> _Passage extrait_:
════════════════════
Pourquoi cette mission ? Choix ou réponse à un appel ?

Le Père Gros ayant arrêté sa mission à la prison, l’équipe d’aumônerie a demandé des prêtres pour la célébration du dimanche. La réponse de la Communauté, dans laquelle je vis, a été favorable et pour l’organisation du travail d’équipe, il semblait préférable qu’un seul soit impliqué. Pour des raisons de disponibilité, ce fut moi.
J’ai donc assuré une célébration par mois le dimanche matin.
Ensuite, l’équipe d’aumônerie et le diocèse m’ont demandé d’aller rencontrer les détenus dans les cellules. J’ai répondu « oui, si je supporte le bruit », car le milieu de la détention est un lieu très bruyant, « et si je suis apte ». Ce oui a été vécu et est toujours vécu « avec craintes et tremblements ». Au final, neuf mois se sont écoulés entre la demande et la réponse.
════════════════════
> _Objectif 1_:
Relevez toutes les expressions entre guillemets dans le passage sur l'aumônerie en prison.
> _Objectif 2_:
Reprenez le passage sur l'aumônerie en prison juste après sa dernière phrase et poursuivez-le en quelques phrases.
Les lignes de données n'ont aucun lien avec le passage.
════════════════════
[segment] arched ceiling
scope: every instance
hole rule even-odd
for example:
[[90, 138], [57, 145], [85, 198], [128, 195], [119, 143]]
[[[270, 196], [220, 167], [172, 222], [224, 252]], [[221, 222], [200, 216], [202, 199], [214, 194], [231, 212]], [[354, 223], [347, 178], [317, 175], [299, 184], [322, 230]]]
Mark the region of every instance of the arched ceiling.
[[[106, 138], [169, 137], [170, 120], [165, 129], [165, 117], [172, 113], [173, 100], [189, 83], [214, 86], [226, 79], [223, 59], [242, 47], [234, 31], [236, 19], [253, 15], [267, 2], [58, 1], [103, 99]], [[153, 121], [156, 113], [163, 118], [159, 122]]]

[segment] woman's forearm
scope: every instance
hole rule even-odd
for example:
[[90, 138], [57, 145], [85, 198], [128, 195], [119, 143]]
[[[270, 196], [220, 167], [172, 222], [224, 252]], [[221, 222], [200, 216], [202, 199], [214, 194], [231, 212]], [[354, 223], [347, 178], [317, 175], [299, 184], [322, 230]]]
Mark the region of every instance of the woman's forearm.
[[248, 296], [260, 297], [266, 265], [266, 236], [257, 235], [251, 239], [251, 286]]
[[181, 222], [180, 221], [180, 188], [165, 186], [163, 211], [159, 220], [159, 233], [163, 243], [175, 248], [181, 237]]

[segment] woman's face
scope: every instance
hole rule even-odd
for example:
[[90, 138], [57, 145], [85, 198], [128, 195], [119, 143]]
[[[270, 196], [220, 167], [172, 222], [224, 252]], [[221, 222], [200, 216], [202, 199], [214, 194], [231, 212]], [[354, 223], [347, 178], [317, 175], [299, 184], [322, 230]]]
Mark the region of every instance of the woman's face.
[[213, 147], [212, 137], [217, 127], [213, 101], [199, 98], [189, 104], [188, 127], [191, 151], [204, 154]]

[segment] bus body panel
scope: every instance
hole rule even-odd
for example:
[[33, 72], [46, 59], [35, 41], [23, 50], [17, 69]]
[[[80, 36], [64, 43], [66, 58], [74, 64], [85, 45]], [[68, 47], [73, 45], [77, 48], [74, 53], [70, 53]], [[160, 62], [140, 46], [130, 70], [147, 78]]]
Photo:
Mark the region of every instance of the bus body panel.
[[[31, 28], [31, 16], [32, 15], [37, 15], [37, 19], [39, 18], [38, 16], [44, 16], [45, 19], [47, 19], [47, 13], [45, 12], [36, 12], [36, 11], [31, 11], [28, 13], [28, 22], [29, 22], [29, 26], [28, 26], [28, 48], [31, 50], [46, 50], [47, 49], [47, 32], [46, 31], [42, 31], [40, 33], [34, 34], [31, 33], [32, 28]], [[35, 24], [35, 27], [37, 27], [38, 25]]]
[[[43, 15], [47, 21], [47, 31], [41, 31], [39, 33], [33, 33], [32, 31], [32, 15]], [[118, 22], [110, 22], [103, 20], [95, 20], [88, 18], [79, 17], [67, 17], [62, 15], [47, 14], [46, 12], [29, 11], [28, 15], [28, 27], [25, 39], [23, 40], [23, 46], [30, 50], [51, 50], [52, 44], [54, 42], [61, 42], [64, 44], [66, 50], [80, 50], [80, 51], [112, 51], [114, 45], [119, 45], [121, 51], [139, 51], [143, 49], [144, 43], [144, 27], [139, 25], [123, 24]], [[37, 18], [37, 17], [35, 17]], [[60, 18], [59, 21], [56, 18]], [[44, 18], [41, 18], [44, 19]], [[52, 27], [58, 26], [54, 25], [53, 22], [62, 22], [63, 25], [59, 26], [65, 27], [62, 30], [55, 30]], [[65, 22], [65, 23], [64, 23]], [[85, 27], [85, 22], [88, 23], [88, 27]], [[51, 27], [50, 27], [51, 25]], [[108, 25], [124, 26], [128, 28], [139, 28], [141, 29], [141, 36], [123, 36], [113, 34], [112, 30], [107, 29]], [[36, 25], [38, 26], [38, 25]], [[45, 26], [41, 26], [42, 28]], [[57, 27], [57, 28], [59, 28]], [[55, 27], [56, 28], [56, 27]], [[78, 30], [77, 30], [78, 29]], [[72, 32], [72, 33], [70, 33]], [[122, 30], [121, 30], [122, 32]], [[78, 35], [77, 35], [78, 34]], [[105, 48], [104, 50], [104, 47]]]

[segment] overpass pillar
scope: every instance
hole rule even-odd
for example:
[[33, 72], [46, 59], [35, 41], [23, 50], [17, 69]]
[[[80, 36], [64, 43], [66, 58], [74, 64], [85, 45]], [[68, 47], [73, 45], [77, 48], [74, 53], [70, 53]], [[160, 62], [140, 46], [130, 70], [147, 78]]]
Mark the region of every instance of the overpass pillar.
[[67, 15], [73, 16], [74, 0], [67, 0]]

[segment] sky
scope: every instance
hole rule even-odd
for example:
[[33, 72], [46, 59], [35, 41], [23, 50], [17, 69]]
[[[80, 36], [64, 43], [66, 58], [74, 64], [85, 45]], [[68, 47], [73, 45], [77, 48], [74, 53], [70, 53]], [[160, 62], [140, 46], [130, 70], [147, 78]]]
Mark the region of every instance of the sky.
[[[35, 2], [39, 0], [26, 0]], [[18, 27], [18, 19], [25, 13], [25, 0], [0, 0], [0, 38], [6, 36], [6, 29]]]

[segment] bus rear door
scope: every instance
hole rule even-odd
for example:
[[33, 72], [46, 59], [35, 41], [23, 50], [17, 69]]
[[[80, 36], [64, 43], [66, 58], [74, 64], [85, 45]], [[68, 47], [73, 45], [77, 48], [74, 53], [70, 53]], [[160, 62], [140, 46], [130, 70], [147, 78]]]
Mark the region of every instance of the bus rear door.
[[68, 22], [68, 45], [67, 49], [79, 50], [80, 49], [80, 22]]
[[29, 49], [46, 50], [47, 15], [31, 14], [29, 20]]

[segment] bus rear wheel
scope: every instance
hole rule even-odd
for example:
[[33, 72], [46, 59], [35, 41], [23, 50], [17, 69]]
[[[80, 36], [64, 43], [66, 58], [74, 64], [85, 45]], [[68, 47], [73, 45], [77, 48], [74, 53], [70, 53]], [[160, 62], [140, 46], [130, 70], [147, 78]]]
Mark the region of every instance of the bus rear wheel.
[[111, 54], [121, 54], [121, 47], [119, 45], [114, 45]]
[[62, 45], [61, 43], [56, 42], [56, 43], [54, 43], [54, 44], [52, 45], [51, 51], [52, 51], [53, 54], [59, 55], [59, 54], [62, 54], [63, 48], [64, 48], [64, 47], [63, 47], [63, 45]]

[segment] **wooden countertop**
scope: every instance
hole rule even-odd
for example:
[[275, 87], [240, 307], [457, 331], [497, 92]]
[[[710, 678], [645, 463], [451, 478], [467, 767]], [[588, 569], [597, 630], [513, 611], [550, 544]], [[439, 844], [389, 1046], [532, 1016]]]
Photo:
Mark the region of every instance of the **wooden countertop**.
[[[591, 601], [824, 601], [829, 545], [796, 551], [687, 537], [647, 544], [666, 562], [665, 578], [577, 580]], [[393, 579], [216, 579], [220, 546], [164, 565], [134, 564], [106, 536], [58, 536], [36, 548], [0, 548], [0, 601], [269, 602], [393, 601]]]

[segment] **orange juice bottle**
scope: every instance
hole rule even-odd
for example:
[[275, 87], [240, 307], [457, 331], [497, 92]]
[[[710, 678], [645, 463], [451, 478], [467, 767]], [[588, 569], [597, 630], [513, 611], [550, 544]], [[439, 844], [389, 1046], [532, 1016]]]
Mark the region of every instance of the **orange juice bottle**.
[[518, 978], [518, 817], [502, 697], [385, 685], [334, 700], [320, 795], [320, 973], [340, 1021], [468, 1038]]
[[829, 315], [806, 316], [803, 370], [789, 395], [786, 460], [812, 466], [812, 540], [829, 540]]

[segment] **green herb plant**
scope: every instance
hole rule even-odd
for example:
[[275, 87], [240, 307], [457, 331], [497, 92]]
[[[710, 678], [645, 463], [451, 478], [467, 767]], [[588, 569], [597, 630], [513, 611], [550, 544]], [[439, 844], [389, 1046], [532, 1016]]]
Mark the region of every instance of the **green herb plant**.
════════════════════
> _Réponse rédigée 1_:
- « oui, si je supporte le bruit »
- « et si je suis apte »
- « avec craintes et tremblements »

> _Réponse rédigée 2_:
Quelle est la place de l’aumônier auprès des détenus ?

J’ai eu la chance de faire mes premiers pas dans la détention avec Christian Delors, pasteur de l’Eglise réformée, qui m’avait d’ailleurs également initié pour les célébrations. Il m’a donné de comprendre que la prison n’était pas un obstacle à la rencontre, qu’il n’y avait aucune difficulté à être dedans comme dehors et dehors comme dedans.
L’aumônier est un espace de liberté pour les détenus. Il est seul à pouvoir être rencontré seul à seul, sans aucune répercussion sur le monde judiciaire ou de la détention. Mais la rencontre est d’abord celle d’un homme avec un autre homme ; un homme à qui on peut toucher, serrer la main, un homme dont on dit le nom et par qui on s’entend appeler par son nom, un homme, même si c’est lui qui ouvre la porte de la cellule, chose pas facile, que l’on reçoit « chez soi », avec qui on va pouvoir boire un café, partager un verre d’eau.
L’aumônier est la personne à qui on peut parler de sa famille, de son histoire, de ce que l'on ne peut pas confier au codétenu. L'aumônier est la personne avec qui peut être abordé la question du pardon, la question de tout ce qui embarrasse la vie et dont on voudrait se décharger.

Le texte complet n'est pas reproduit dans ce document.